_To be done_
A) Rewrite the passage of the article on acceptable puzzle words that opens with "In theory any" and closes with "each in turn.", changing "solver" to "reader".
B) Pick up the article on acceptable puzzle words right after its final sentence and carry it on.

For some time I have been meaning to write a piece on which words are acceptable in different types of puzzle.
Recently I received an e-mail asking this very question, so have finally got round to doing it. Most of this topic involves
simple common sense, and I am aware that some of what follows may be stating what is obvious to many. I hope that this article
will help new setters who may have doubts about what to put into their grids.
In theory any word that can be found in an English dictionary is available to the setter. Inflected forms can be used too – for example plurals and past or present participles. What’s more you can include phrases and sayings, names of literary, musical and cinematic works and names of fictional characters. Important real life figures can appear also – musicians, scientists, authors, politicians, in fact anybody who is well known for some contribution to history. You can use common names and place names too. The possibilities are almost endless!
But beware – there are certain conventions to be observed when choosing your words. Most of these are simple common sense, in place so that the solver is neither cheated nor offended. Let us look at each in turn.

_Provided data_
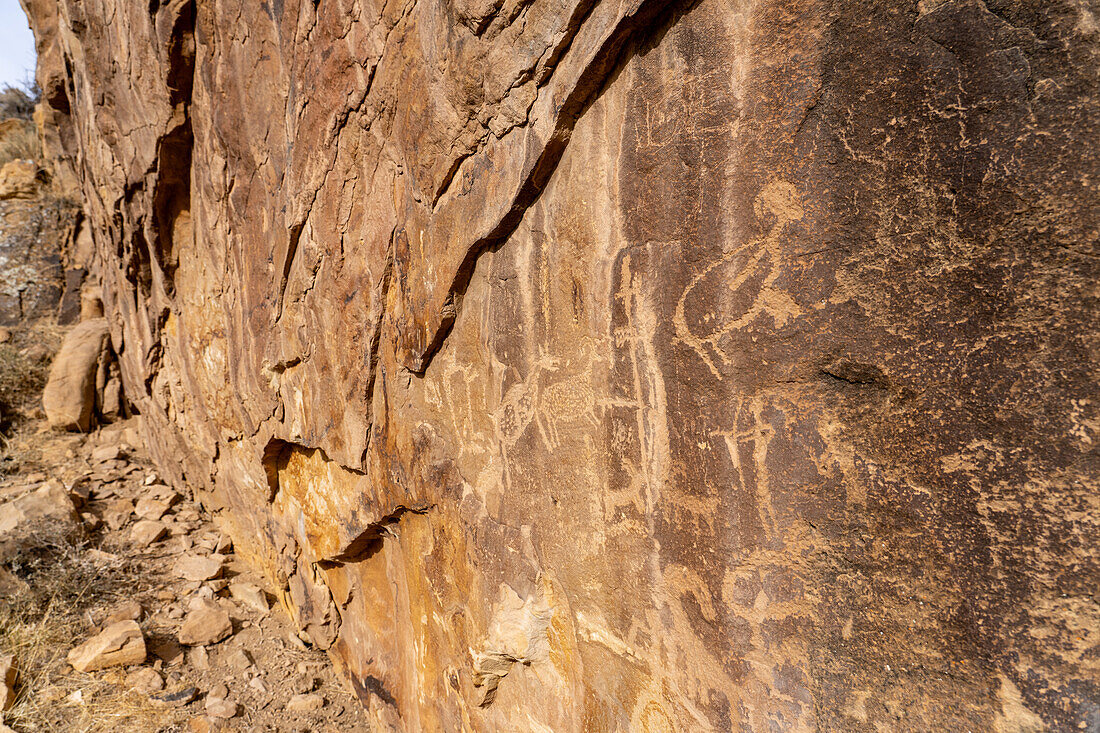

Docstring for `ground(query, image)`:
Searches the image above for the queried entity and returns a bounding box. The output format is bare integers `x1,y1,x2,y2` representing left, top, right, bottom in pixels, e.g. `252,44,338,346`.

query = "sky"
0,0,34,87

* * *

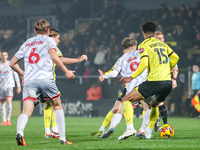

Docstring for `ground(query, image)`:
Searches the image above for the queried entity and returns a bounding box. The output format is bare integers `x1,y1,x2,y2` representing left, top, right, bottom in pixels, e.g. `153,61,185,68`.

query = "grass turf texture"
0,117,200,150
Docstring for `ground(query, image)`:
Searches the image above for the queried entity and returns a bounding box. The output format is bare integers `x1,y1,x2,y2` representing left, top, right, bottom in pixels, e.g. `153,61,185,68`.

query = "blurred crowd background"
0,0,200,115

_Written responses_
A)
In theory any word that can be found in an English dictionary is available to the setter. Inflected forms can be used too – for example plurals and past or present participles. What’s more you can include phrases and sayings, names of literary, musical and cinematic works and names of fictional characters. Important real life figures can appear also – musicians, scientists, authors, politicians, in fact anybody who is well known for some contribution to history. You can use common names and place names too. The possibilities are almost endless!
But beware – there are certain conventions to be observed when choosing your words. Most of these are simple common sense, in place so that the reader is neither cheated nor offended. Let us look at each in turn.

B)
“Offensive” wordsAlthough swear words have less shock value today than they did thirty years ago, these are best avoided. Even Private Eye, which has some very risqué clues in its crossword, stops short of including such words in the grids of its puzzles. I’ve seen the occasional rude word turn up in the wordplay of a clue, for example “Go! Piss off!” appeared in the Guardian as the wordplay for GOSSIP. Not long ago an Azed clue led to a mix of letters being put inside a term of abuse which rhymes with “flanker” to achieve the answer. I’m no prude and it didn’t shock me, but I felt it was rather cheap from a setter who is so insistent on rigid “rules” in crossword setting. Even a Listener a few years ago required the “arse” in “New Year’s Eve” to be inverted (it was a down clue) in accordance with the theme “Bottoms Up”. Yet putting such words in the grid itself is rather more blatant and has never been done to my knowledge in a published crossword. The nearest I have seen was a Guardian crossword that contained words like “Scunthorpe”, “Chardonnay”, “Twanky” and what for me was the giveaway, “Hot water”. This led to apoplexy from the Daily Mail – the headline was “Filth in Guardian Crossword” or something similar. At least the setter here (Paul, one of my favourite setters) could argue that it was all innocent and any perceived obscenity was coincidental and a result of the solver having a dirty mind! In summary, any word referred to in its dictionary definition as offensive or vulgar is best avoided. Common sense, really!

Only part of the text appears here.